START Dataset

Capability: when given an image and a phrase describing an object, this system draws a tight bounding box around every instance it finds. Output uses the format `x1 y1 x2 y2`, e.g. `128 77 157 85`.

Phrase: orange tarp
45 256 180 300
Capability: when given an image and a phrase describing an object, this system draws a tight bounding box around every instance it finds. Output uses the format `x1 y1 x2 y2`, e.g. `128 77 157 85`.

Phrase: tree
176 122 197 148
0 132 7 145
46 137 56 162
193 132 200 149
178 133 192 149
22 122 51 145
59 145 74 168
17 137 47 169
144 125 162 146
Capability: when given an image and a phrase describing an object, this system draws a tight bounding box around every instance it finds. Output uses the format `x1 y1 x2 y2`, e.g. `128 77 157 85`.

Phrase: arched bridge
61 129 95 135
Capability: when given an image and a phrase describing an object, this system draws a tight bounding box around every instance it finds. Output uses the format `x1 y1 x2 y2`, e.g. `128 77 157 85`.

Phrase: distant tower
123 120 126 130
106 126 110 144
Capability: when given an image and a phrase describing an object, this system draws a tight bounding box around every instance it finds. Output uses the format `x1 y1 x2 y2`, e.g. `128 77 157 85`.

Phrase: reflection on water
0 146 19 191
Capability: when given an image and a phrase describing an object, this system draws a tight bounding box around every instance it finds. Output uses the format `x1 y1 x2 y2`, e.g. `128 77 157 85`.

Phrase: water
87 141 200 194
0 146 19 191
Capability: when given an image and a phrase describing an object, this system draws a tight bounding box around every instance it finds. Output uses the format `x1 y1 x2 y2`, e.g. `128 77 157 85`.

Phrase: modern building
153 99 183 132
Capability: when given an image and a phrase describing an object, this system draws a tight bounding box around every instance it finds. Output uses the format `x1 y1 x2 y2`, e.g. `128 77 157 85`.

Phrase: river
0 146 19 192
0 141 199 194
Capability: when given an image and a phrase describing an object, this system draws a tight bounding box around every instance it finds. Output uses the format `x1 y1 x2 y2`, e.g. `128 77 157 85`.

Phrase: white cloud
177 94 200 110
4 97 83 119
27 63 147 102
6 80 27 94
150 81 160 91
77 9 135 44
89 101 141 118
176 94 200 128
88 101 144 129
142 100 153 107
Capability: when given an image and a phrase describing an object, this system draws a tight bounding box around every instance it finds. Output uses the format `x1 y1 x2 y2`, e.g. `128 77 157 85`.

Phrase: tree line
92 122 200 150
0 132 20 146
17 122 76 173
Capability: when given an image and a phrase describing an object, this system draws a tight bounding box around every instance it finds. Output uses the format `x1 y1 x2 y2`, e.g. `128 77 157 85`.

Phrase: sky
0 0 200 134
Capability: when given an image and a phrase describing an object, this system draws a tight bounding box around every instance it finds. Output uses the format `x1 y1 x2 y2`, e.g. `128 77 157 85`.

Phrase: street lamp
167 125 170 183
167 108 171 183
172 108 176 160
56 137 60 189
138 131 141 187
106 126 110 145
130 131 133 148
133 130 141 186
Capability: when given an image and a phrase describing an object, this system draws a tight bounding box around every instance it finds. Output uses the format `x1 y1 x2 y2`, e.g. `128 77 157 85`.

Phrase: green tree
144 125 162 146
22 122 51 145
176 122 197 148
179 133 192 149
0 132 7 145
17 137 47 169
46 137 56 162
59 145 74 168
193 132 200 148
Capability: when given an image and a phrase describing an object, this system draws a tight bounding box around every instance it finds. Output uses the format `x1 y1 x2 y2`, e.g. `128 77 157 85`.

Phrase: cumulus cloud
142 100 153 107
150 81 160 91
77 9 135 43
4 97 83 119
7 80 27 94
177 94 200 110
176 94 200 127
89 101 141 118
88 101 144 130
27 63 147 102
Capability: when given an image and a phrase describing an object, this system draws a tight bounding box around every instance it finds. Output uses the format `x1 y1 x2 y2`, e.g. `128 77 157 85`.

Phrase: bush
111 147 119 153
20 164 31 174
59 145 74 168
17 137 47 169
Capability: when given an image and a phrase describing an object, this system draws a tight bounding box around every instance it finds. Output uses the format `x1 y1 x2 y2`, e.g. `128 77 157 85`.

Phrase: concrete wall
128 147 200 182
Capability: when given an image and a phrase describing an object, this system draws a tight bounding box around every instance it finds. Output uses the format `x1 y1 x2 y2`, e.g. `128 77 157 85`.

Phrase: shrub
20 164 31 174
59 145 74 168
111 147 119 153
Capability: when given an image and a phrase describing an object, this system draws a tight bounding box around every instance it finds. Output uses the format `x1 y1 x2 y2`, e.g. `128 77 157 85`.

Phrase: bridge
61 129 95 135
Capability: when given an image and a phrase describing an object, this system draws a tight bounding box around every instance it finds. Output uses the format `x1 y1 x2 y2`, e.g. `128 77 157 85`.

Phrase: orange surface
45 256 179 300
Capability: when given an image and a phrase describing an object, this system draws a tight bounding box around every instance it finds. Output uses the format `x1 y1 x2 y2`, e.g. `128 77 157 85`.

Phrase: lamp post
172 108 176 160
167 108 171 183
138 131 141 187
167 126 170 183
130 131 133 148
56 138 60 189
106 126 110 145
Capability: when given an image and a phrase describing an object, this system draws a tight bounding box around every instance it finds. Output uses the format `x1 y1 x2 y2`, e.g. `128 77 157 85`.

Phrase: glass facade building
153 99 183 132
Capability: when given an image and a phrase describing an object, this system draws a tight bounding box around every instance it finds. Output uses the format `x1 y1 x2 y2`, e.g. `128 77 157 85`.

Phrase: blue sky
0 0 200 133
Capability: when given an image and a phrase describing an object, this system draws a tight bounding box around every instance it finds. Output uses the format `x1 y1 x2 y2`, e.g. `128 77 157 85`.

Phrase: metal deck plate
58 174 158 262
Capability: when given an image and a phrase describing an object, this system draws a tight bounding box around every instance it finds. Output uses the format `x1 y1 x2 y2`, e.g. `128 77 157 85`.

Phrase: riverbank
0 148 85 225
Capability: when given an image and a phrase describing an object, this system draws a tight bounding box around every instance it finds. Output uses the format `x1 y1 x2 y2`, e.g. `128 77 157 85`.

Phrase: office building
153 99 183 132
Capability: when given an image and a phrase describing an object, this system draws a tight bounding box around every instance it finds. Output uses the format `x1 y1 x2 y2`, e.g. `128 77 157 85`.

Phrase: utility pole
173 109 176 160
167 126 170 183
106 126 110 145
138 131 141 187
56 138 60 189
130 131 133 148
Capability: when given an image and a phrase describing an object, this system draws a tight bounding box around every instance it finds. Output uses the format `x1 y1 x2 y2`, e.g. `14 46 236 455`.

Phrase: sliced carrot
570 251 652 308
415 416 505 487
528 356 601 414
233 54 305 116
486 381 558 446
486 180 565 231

END Dataset

Exercise instructions: For this exercise, output all the data exactly as shown above.

Output for this exercise:
Capability: when given an image and a phrase describing an object, this system draws a tight bounding box around every instance it finds. Output uses the format `x1 y1 x2 y2`, e.g. `128 77 157 85`.

Phrase: orange tarp
45 256 180 300
Capability: when given an image and a phrase describing an object, this system draws a tight bounding box around every instance it finds. Output uses the format `x1 y1 x2 y2`, e.g. `128 77 157 85`.

Phrase: tree
176 122 197 148
0 132 7 145
46 137 56 162
193 132 200 149
178 133 192 149
22 122 51 145
59 145 74 168
17 137 47 169
144 125 162 146
Capability: when given an image and a phrase describing an object, this system draws a tight bounding box around every instance it finds. Output uses the format `x1 y1 x2 y2`, e.g. `128 77 157 85`.

Phrase: arched bridge
61 129 95 135
Capability: when given an image and a phrase describing an object, this system draws a tight bounding box around every instance it finds. Output uses the format `x1 y1 x2 y2`, e.g. `128 77 157 85`.

Phrase: distant tower
123 120 126 130
106 126 110 144
Capability: when given an image and a phrase describing an object, this system draws a tight bounding box around every instance it finds. Output uses the format `x1 y1 x2 y2`, e.g. `128 77 157 85`.

Phrase: reflection on water
0 146 19 191
Capability: when given an image and a phrase describing an object, this system draws a tight bounding box around every instance it finds. Output uses the format `x1 y1 x2 y2`, e.g. `128 77 157 85`.

Phrase: water
87 141 200 194
0 146 19 191
Capability: when given an image and a phrase describing an object, this system draws a tight bounding box around every instance it finds. Output uses the format `x1 y1 x2 y2`, e.g. `128 77 157 85`.

Phrase: modern building
153 99 183 132
Capability: when given an image and a phrase describing an object, this system draws a tight bounding box around every instance it finds. Output uses the format `x1 y1 x2 y2`, e.g. `128 77 157 85`.

Phrase: river
0 146 19 192
0 141 199 194
Capability: when given an image and a phrase describing an object, this system draws a tight bounding box around every instance it finds. Output uses the format `x1 y1 x2 y2`, e.g. `128 77 157 85`.

Phrase: white cloud
177 94 200 110
4 97 83 119
27 63 147 102
6 80 27 94
150 81 160 91
77 9 135 44
89 101 141 118
176 94 200 128
88 101 144 129
142 100 153 107
Capability: when given an image and a phrase describing an object, this system draws a tight bounding box around every instance it finds. Output uses the format `x1 y1 x2 y2`, e.g. `128 77 157 85`.

Phrase: tree line
92 122 200 150
0 132 20 146
17 122 76 173
Capability: when given an image and a phrase describing an object, this system draws a tight bounding box around every instance it finds. Output uses the format `x1 y1 x2 y2`, e.g. `128 77 157 85`.

Phrase: sky
0 0 200 134
Capability: when given an image and a phrase describing an object, this system draws a tight bounding box around every instance it finds. Output uses the format `x1 y1 x2 y2`, e.g. `128 77 157 85`.

Phrase: street lamp
167 125 170 183
167 108 171 183
172 108 176 160
56 137 60 189
138 131 141 187
106 126 110 145
130 131 133 148
133 130 141 186
Capability: when given an image and a phrase describing an object, this system draws a tight bounding box around every instance it finds. Output uses the format `x1 y1 x2 y2`, e.g. `128 77 157 85`.

Phrase: green tree
144 125 162 146
22 122 51 145
176 122 197 148
179 133 192 149
0 132 7 145
17 137 47 169
46 137 56 162
59 145 74 168
193 132 200 148
Capability: when given an image and a phrase describing an object, this system draws a tight bounding box around every instance it finds. Output uses the format `x1 y1 x2 y2`, e.g. `128 77 157 85`.

Phrase: cumulus cloud
142 100 153 107
150 81 160 91
77 9 135 43
4 97 83 119
7 80 27 94
177 94 200 110
176 94 200 127
89 101 141 118
88 101 144 130
27 63 147 102
Capability: when given an image and a phrase describing an object, this system draws a tight bounding box around every instance it finds. Output uses the format `x1 y1 x2 y2`, e.g. `128 77 157 85`.

Phrase: bush
111 147 119 153
20 164 31 174
59 145 74 168
17 137 47 169
Capability: when given an image and a phrase describing an object, this system draws a tight bounding box around every instance it finds. Output uses the format `x1 y1 x2 y2`, e.g. `128 77 157 85`.

Phrase: concrete wall
128 147 200 182
Capability: when given an image and a phrase describing an object, this system draws a tight bounding box around every instance it finds. Output uses the format `x1 y1 x2 y2`, e.g. `128 77 157 85`.

Phrase: shrub
20 164 31 174
59 145 74 168
111 147 119 153
Capability: when given an image and a phrase describing an object, this system draws a tight bounding box around every instance it finds. Output uses the format `x1 y1 x2 y2`, e.g. `128 77 157 85`.

Phrase: bridge
61 129 95 135
Capability: when given an image and a phrase describing an object, this system draws a tight bounding box around every instance it finds. Output uses the format `x1 y1 x2 y2`, e.g. `128 77 157 85`.

Phrase: orange surface
45 256 179 300
Capability: when given an image and a phrase describing an object, this system draws a tight bounding box around every instance it finds. Output uses the format `x1 y1 x2 y2`, e.g. `128 77 157 85`.

Phrase: lamp post
172 108 176 160
167 108 171 183
138 131 141 187
167 126 170 183
130 131 133 148
56 138 60 189
106 126 110 145
Capability: when given an image and a phrase describing an object, this system draws a tight bounding box around every instance it finds. Output uses the format `x1 y1 x2 y2`, e.g. `128 77 157 85`.

Phrase: glass facade building
153 99 183 132
Capability: when given an image and a phrase describing an object, this system draws a tight bounding box around every instance it finds. Output uses the format `x1 y1 x2 y2`, e.g. `128 77 157 85`.

Phrase: blue sky
0 0 200 133
Capability: when given an image and a phrase describing an object, this system draws a tight bounding box around every instance it finds. Output uses the format `x1 y1 x2 y2`, e.g. `128 77 157 85`.

Phrase: metal deck plate
58 174 158 262
Capability: when given an image and a phrase describing an object, this system draws a tight bounding box around every instance it finds. Output uses the format `x1 y1 x2 y2`, e.g. `128 77 157 85`.

Phrase: riverbank
0 148 85 225
Capability: when given an image and a phrase describing an object, this system draws a tight bounding box around every instance it finds. Output uses the format `x1 y1 x2 y2`, e.g. `128 77 157 85`.

Phrase: office building
153 99 183 132
Capability: when given an image and a phrase describing an object, this system draws a tight bounding box around every instance it finds. Output uses the format `x1 y1 x2 y2`, e.g. `128 77 157 85`.

Phrase: utility pole
173 109 176 160
167 126 170 183
106 126 110 145
138 131 141 187
56 138 60 189
130 131 133 148
Capability: when given an image and a phrase describing an object, this system draws a tight bounding box around every instance it finds. Output uses the format `x1 y1 x2 y2`, e.g. `14 46 236 455`.

Phrase: sliced carrot
570 251 652 308
415 416 505 487
528 356 601 414
233 54 305 116
486 381 558 446
486 180 565 231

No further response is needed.